- REQUIREMENTS -
Transcribe the entries that follow, word for word.

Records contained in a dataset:
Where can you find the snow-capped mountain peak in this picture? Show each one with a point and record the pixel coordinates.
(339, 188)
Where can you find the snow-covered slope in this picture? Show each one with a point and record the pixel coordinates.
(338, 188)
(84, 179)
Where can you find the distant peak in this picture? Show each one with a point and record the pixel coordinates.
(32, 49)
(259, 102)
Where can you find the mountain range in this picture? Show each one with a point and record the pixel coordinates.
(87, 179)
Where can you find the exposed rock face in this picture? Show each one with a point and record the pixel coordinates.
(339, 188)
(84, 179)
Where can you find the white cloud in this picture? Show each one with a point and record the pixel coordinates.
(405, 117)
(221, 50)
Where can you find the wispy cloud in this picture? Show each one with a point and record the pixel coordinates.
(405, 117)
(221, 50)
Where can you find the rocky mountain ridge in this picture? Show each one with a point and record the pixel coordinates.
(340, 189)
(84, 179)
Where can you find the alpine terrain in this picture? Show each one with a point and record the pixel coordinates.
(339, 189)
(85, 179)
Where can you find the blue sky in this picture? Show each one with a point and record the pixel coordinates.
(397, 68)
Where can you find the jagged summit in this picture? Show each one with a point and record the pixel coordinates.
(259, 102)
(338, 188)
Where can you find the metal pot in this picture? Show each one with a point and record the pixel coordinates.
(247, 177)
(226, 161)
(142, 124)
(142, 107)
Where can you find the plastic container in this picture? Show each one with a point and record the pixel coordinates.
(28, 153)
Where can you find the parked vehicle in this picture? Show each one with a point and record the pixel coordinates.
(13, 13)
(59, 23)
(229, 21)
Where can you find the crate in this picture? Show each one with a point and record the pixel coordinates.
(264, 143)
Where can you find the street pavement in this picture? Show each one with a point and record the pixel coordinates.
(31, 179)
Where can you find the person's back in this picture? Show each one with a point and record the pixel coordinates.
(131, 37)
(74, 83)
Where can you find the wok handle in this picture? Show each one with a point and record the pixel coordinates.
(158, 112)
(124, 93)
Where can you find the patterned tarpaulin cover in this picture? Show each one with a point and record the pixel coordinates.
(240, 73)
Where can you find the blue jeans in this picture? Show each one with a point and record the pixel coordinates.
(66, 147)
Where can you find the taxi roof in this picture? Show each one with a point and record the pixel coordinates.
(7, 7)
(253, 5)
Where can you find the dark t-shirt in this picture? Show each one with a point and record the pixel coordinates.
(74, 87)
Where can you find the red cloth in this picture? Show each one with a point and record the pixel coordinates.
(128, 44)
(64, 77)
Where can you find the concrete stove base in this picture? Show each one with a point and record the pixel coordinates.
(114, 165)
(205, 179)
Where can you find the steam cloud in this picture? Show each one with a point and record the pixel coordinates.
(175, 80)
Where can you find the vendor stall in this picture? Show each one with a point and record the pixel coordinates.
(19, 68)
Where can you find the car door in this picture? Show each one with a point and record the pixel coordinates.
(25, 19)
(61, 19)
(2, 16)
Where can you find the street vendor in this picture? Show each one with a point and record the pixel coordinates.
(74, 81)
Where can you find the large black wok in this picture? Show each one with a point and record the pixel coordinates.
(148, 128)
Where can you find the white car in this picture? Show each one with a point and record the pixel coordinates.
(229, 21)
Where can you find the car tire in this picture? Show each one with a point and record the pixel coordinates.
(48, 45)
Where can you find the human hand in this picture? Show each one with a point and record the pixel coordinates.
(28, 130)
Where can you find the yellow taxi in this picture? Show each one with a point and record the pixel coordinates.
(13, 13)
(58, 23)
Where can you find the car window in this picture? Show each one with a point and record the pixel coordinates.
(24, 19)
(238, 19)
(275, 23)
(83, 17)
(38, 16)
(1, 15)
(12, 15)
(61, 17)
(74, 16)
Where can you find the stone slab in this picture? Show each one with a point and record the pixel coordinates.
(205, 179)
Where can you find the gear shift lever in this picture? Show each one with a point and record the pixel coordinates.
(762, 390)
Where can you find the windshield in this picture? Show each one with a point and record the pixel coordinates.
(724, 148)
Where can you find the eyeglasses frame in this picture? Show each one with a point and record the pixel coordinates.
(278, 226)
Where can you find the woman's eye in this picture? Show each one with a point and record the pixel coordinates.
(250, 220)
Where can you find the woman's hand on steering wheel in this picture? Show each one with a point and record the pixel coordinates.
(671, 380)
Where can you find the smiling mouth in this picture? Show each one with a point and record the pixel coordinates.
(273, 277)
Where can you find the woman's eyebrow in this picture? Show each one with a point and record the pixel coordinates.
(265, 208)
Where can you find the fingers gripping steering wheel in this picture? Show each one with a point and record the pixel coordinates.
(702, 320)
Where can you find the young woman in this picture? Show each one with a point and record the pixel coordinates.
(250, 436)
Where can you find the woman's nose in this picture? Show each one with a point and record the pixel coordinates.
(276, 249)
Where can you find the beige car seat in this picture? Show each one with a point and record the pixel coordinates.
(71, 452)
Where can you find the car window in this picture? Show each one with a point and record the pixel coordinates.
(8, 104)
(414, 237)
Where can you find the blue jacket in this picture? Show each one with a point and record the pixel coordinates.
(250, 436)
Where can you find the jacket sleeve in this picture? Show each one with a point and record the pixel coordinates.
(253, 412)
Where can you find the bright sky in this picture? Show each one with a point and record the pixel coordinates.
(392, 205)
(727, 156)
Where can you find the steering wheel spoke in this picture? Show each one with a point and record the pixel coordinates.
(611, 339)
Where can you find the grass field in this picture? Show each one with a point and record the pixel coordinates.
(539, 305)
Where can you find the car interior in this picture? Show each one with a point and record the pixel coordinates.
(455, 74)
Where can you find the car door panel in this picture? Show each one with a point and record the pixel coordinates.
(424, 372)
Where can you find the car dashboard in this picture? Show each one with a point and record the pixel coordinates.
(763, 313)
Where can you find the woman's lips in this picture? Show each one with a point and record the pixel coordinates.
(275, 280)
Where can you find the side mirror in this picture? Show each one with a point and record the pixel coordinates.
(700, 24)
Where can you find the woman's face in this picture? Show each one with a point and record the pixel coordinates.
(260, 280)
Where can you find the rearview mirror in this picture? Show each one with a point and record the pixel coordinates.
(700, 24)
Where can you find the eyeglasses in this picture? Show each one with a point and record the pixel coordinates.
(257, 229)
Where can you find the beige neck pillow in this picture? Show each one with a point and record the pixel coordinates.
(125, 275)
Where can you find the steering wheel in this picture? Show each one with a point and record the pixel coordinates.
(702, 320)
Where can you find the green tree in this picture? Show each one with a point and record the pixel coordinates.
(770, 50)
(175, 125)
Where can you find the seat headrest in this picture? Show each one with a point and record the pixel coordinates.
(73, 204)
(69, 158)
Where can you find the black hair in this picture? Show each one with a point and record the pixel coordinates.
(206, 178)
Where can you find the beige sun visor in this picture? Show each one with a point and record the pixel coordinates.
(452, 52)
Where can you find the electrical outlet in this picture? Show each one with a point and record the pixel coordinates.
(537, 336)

- EXERCISE ANSWER -
Where can you find the snow-capped mountain peak in this picture? Show each one with a point and record the pixel coordinates.
(339, 188)
Where can you find the snow-covered slope in this picture? Show each one with a point and record the pixel coordinates.
(338, 188)
(84, 179)
Where can you find the distant peak in this picture? Show each one with a point and record the pixel coordinates.
(32, 49)
(259, 102)
Where can you find the mountain range in this picture? Show each one with a point and record the pixel coordinates.
(87, 179)
Where can you find the exposed rock face in this picture? Show each one with a point and record the pixel coordinates.
(339, 188)
(84, 179)
Where can you find the white cloud in this picture? Show each one with a point and record the pixel coordinates.
(405, 117)
(221, 50)
Where can you find the wispy cloud in this picture? Show each one with a point and record the pixel coordinates.
(405, 117)
(221, 50)
Where can you find the rocky mountain ridge in this picture? Show each one with a point and record the pixel coordinates.
(340, 189)
(84, 179)
Where can you find the alpine terrain in this picture? Show each one with a point and record the pixel coordinates.
(339, 189)
(85, 179)
Where can you find the blue sky in this picture? Show each one with a point and record the pixel coordinates.
(397, 68)
Where can you find the jagged summit in this picture? Show each one with a point and record the pixel coordinates.
(259, 102)
(338, 188)
Where can you find the metal pot in this picture? Show each one with a point and record the pixel coordinates.
(247, 177)
(226, 161)
(142, 124)
(142, 107)
Where can you find the plastic container in this picture? Show each one with a point and record the pixel coordinates.
(28, 153)
Where can you find the parked vehicle in this picture? Show each one with a point and record the pixel coordinates.
(13, 13)
(59, 23)
(229, 21)
Where can you find the crate in this picture? Show each one with a point and record the pixel coordinates.
(264, 143)
Where can you find the street pavement in this picture? Show each one with a point and record the pixel coordinates.
(31, 179)
Where can you find the person's back in this picture? Show each one with a point and record the pixel coordinates.
(131, 37)
(74, 83)
Where can you find the wok handle in this picture? Show each one with a point and record the pixel coordinates.
(158, 112)
(124, 93)
Where can you find the patterned tarpaulin cover in this picture? Show each one with a point and record the pixel coordinates.
(240, 73)
Where can you find the blue jeans in this picture? Show each one with a point and record the pixel coordinates.
(66, 147)
Where can you find the taxi roof in this picture? Show each one with a point and record the pixel coordinates.
(7, 7)
(253, 5)
Where can you find the dark t-shirt in this picture? Show each one with a point and record the pixel coordinates.
(74, 87)
Where can you find the red cloth in this picture? Show each one with a point and record the pixel coordinates.
(128, 44)
(64, 77)
Where can you find the concrete stove base in this picture? Show each one with a point and record the pixel coordinates.
(114, 165)
(205, 179)
Where can you find the steam cloud in this picture? Show each one with a point and record the pixel coordinates.
(175, 80)
Where can you find the vendor stall in this picture? Show each one with a point and record the pixel coordinates.
(19, 68)
Where can you find the car door in this picture? Show each one with a point and record the pixel coordinates.
(25, 19)
(61, 19)
(2, 16)
Where can you find the street vendor in this picture? Show each one with a point and record the pixel coordinates.
(74, 81)
Where can you find the large black wok in this picture? Show each one with a point and record the pixel coordinates.
(148, 128)
Where can you find the white car in this picture? Show each one with a point and record the pixel coordinates.
(229, 21)
Where can you find the car tire in this picture? Show each one with a point and record the pixel coordinates.
(48, 45)
Where can you find the human hand in this picture? Show each one with a point and record the pixel coordinates.
(28, 130)
Where can you find the yellow taxi in this picture? Show each one with a point and record the pixel coordinates.
(13, 13)
(58, 23)
Where can you find the car window in this picture? Show each one with a point and record the pixel coordinates.
(24, 19)
(238, 19)
(275, 23)
(83, 17)
(38, 16)
(1, 15)
(12, 15)
(61, 17)
(74, 16)
Where can you find the stone slab in this picture? Show each one with a point and record the pixel coordinates.
(205, 179)
Where can you find the gear shift lever in this picture? Show each one with a point and record the pixel coordinates.
(762, 390)
Where can you find the windshield in this picture? Show each one with a point and record the pixel coordinates.
(724, 148)
Where can you find the eyeglasses frame in this picture? Show each one with a point and record the pixel coordinates.
(278, 226)
Where can you find the woman's eye in this picture? Show each one with a point and record the pixel coordinates.
(250, 220)
Where can you find the woman's hand on steering wheel in this picture? Show each one with a point and record the pixel coordinates.
(671, 380)
Where can you find the smiling mouth in this picture? Show each one with a point and record the pixel coordinates.
(273, 277)
Where can you find the woman's eyebrow in this picture? Show each one with a point and record the pixel coordinates.
(265, 208)
Where can you find the fingers gripping steering wheel in this picture? Show each one with a point and record the pixel coordinates.
(702, 320)
Where can you find the young woman in this picture? Show each one with a point and record the pixel coordinates.
(250, 436)
Where can you find the woman's nose in this picture? Show each one with a point and record the pixel coordinates.
(276, 249)
Where can you find the beige car seat in this picture? Show each one with a point and record the pixel coordinates.
(71, 452)
Where can you find the car window in this picture? Show each one with a point and record the pixel coordinates.
(8, 104)
(414, 237)
Where can you find the blue jacket in this picture? Show each one with a point and record the pixel coordinates.
(250, 436)
Where can you find the jacket sleeve in this picture? Show each one with a point and record the pixel coordinates.
(253, 412)
Where can you find the bright sky in this picture? Show each one with a point and record the pixel coordinates.
(392, 205)
(727, 156)
Where can you find the steering wheel spoke in this picture? Show each one with a point and record the pixel coordinates.
(611, 339)
Where can you find the grass field in this picture? Show each one with a point and record the pixel coordinates.
(539, 305)
Where can you find the car interior in this picture? Show each one with a point and record the pixel coordinates.
(455, 74)
Where can you find the car door panel in this picture? Show each one with a point and record the pixel coordinates.
(424, 372)
Where can you find the car dashboard in this picture? Show each one with a point and record the pixel coordinates.
(763, 313)
Where can you find the woman's lips in this picture? Show each one with a point and record the pixel coordinates.
(275, 280)
Where can you find the side mirror in this picture? Show each one with a point and record the pixel coordinates.
(700, 24)
Where can you find the woman's face in this picture? Show each one with a point and record the pixel coordinates.
(260, 280)
Where can you find the rearview mirror in this picture? Show each one with a point and record the pixel coordinates.
(700, 24)
Where can you find the eyeglasses in this picture? Show each one with a point and record the pixel coordinates.
(257, 229)
Where can you find the beige neck pillow in this picture? Show each one with a point and record the pixel coordinates.
(125, 275)
Where can you find the steering wheel in this picture? Show each one with a point and record the pixel coordinates.
(702, 320)
Where can you find the green tree in this picture? Show each one with a point and record the pixel coordinates.
(770, 50)
(175, 125)
Where can you find the seat headrest in this picture? Show each one with a point and record the pixel coordinates.
(73, 204)
(69, 158)
Where can you find the black hair in this picture? Show each one with a point and record the pixel coordinates.
(206, 178)
Where can you find the beige sun visor in this picture? Show each one with a point and record the pixel coordinates.
(452, 52)
Where can you find the electrical outlet in this picture? Show each one with a point and record the pixel coordinates.
(537, 336)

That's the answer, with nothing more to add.